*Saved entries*
--- Start ---
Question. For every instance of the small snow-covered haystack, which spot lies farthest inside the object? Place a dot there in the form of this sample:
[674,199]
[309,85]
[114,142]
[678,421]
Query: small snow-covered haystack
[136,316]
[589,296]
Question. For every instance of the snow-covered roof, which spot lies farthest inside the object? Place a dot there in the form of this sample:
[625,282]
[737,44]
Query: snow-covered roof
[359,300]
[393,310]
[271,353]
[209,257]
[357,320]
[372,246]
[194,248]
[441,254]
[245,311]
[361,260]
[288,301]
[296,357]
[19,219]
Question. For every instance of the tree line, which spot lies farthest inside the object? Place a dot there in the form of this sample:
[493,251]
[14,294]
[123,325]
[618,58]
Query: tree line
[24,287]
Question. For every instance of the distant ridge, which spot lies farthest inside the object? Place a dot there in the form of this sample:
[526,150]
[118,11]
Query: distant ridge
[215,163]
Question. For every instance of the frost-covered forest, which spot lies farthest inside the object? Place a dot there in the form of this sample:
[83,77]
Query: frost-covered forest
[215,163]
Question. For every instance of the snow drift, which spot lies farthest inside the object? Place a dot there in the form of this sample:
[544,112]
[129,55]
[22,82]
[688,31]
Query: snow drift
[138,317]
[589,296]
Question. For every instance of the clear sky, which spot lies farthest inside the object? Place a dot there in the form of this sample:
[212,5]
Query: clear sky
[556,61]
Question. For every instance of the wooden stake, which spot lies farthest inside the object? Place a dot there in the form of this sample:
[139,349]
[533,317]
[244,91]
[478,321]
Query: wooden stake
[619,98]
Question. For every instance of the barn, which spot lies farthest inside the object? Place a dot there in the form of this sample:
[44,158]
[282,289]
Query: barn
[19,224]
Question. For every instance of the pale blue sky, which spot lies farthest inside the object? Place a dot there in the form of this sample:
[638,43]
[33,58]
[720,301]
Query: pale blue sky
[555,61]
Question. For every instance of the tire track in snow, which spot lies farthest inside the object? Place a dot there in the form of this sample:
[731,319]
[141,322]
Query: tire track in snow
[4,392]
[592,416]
--- End ---
*GIVEN EXERCISE*
Copy out exactly the lines from the line with "Question. For every instance of the snow-covered" to the end of the listing, including both of those lines, and give nothing else.

*ANSWER TO THIS TASK*
Question. For every instance of the snow-covered roof, which spot lies farthest inside the object? Place a dot there in the form of this sample:
[625,282]
[737,44]
Query: snow-covered roof
[359,300]
[393,310]
[271,353]
[209,257]
[357,320]
[372,246]
[194,248]
[441,254]
[245,311]
[361,260]
[288,301]
[296,357]
[19,219]
Question. For every instance of the tree line, which spot lies farthest inside the object? Place a dot there in the form of this sample:
[493,251]
[14,294]
[123,325]
[618,58]
Query: tree line
[24,287]
Question. For every instance of the distant ridge, which spot lies farthest inside the object? Place a dot there in the form of this sample:
[526,150]
[118,11]
Query: distant ridge
[215,163]
Question. For every instance of the frost-covered forest, which spot lies farthest inside the object? Place a dot there in the form of this sample:
[83,77]
Query: frost-covered forest
[215,163]
Question. For every instance of the snow drift, which spot lies farthest inside the object? Place a dot there in the form of this sample:
[544,112]
[129,55]
[22,82]
[688,31]
Query: snow drift
[138,317]
[589,296]
Question. For every instance of the clear sky, which spot lies farthest inside the object? Place a dot there in the form of this sample:
[212,5]
Query: clear sky
[556,61]
Question. For every instance of the wooden stake, which spot lies farthest inside the object? Place a dot there in the form of this sample:
[139,349]
[533,317]
[244,91]
[478,321]
Query: wooden stake
[619,98]
Question. For every instance of the barn, which spot lies farthest inside the object? Place a dot there in the form of this sample:
[44,158]
[282,289]
Query: barn
[19,224]
Question. For every instance of the pale blue sky, which spot lies farthest inside the object? Place a dot there in the form of this sample:
[638,43]
[33,58]
[720,301]
Query: pale blue sky
[555,61]
Question. For every instance of the tire track in snow, which spot lies farthest inside the object? Place a dot there in the form of this sample:
[731,319]
[141,322]
Query: tire track in snow
[4,392]
[592,416]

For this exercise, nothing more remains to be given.